§ Textauszug:
###
Kommentare sind sehr unterschiedlich. Einige sind exegetisch (erklärend) und betonen die Bedeutung des Textes in seinem eigenen Zusammenhang. Andere sind praktisch, aufbauend und betonen die Bedeutung für uns heute. Andere sind homiletisch und betonen Möglichkeiten, wie ein Text gepredigt werden kann. Noch andere sind technisch, ausgelegt für Gelehrte und betonen die Bedeutung des Textes in seiner Ursprache. Schliesslich gibt es noch populäre, geschrieben für den Durchschnittsleser oder für solche, die besondere Akzente suchen. Im Weiteren können sich Kommentare liberal oder konservativ orientieren. Es gibt Bücher, die einen persönlichen Standpunkt vertreten – eine bestimmte Lehre oder Sichtweise, die der Autor bei jeder Gelegenheit betont.

Wie soll ein Kommentar ausgewählt werden? Bevor wir einen Kommentar oder eine Kommentarreihe benutzen, sollten wir uns mit den Voraussetzungen und Zielen des Autors bzw. der Serie vertraut machen. Ein Buch muss danach beurteilt werden, welche Absicht der Autor verfolgt. Wenn seine Ziele nicht mit dem übereinstimmen, wie der Text verstanden werden sollte, können wir nicht umhin, es entweder gar nicht oder nur sehr bedingt in Betracht zu ziehen; also prüfend darüber nachdenken, was ausgesagt wird. Im Weiteren streben wir als vorrangiges Ziel an, was der Text in seinem Zusammenhang bedeutet. Daher sollten wir jenen Kommentaren den Vorzug geben, welche die Auslegung (d. h. die Exegese) betonen. Schliesslich sollten wir uns bewusst sein, dass die Kommentare der Menschen über die Bibel zwar nützlich sein können, aber nicht inspiriert sind. Deshalb sollten wir nüchtern beurteilen, was wir lesen und nicht alles unreflektiert hinnehmen, was wir in Kommentaren vorfinden.
###
§ Ausgewähltes Material:
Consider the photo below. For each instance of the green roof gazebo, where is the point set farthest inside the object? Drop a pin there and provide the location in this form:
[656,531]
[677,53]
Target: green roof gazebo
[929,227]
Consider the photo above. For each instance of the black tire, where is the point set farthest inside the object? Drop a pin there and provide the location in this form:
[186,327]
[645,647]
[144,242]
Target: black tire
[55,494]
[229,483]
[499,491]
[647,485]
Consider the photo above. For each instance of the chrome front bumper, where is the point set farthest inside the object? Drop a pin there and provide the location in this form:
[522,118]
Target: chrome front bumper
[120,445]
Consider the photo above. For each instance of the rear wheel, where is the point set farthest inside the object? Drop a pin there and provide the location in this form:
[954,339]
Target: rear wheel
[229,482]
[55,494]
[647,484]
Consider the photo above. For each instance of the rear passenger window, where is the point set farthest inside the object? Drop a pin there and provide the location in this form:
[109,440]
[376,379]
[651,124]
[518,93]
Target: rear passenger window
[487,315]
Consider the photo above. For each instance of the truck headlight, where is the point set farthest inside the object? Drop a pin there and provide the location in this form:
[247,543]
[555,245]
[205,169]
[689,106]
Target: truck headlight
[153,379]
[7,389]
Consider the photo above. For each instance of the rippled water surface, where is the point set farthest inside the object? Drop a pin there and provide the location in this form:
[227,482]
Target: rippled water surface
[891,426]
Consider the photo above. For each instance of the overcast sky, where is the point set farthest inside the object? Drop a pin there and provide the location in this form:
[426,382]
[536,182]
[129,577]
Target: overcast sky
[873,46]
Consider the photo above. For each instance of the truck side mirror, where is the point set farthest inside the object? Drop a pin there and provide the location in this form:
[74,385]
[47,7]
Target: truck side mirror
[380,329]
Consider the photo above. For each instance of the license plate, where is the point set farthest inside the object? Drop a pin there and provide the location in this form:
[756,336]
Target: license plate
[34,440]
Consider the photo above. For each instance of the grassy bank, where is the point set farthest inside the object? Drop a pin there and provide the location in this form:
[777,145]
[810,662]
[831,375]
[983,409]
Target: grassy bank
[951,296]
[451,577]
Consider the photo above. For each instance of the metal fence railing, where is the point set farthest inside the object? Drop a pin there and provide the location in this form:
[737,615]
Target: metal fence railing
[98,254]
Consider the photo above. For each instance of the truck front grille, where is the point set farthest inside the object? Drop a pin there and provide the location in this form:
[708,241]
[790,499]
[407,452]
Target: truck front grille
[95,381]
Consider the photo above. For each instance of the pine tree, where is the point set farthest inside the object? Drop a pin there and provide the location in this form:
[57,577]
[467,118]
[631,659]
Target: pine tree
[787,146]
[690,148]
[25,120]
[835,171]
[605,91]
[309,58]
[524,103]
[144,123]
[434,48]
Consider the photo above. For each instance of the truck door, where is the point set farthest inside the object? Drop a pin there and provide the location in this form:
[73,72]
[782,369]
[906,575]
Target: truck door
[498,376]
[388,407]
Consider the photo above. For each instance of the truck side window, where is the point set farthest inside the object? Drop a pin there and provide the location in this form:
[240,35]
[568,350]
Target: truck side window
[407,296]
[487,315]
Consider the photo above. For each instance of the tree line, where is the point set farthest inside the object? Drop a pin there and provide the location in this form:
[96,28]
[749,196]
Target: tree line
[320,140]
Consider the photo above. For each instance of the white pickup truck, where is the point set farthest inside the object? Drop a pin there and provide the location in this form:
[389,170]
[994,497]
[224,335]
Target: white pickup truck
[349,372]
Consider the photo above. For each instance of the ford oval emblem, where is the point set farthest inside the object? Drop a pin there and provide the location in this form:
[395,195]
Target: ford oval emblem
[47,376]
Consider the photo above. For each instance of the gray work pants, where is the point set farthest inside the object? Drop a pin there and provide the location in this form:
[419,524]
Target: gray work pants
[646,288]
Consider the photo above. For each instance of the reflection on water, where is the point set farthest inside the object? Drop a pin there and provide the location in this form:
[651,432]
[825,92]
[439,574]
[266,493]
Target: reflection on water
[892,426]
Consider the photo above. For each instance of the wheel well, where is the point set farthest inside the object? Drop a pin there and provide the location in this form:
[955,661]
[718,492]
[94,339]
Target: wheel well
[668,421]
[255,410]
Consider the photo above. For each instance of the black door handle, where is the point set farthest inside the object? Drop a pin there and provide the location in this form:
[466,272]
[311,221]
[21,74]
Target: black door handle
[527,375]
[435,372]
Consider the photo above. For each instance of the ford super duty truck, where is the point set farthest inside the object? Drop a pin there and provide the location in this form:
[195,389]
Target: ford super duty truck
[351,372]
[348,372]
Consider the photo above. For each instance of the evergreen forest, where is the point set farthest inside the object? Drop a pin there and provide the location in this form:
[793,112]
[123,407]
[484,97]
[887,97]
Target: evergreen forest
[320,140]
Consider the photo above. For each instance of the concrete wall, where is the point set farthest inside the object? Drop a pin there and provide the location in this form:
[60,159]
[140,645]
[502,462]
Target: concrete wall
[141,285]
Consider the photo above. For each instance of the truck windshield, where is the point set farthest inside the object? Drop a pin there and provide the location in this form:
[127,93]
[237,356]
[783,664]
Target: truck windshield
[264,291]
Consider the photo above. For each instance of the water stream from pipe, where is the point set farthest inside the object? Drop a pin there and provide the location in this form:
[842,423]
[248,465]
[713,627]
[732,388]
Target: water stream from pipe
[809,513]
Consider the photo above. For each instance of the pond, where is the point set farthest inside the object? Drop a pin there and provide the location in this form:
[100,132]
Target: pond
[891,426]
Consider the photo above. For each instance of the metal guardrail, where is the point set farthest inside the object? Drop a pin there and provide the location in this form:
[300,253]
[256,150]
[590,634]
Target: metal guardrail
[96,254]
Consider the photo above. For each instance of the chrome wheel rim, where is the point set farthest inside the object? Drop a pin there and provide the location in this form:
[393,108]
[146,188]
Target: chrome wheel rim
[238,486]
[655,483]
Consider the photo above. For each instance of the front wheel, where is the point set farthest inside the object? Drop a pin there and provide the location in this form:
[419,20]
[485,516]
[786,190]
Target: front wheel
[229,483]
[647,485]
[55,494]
###
§ Aufgabe:
Gib den Textauszug über Bibelkommentare ab „Kommentare sind sehr“ bis einschließlich „jeder Gelegenheit betont.“ wieder und ändere darin „Gelehrte“ in „Fachleute“. Stütze dich allein auf den Textauszug.

§ Lösung:
Kommentare sind sehr unterschiedlich. Einige sind exegetisch (erklärend) und betonen die Bedeutung des Textes in seinem eigenen Zusammenhang. Andere sind praktisch, aufbauend und betonen die Bedeutung für uns heute. Andere sind homiletisch und betonen Möglichkeiten, wie ein Text gepredigt werden kann. Noch andere sind technisch, ausgelegt für Fachleute und betonen die Bedeutung des Textes in seiner Ursprache. Schliesslich gibt es noch populäre, geschrieben für den Durchschnittsleser oder für solche, die besondere Akzente suchen. Im Weiteren können sich Kommentare liberal oder konservativ orientieren. Es gibt Bücher, die einen persönlichen Standpunkt vertreten – eine bestimmte Lehre oder Sichtweise, die der Autor bei jeder Gelegenheit betont.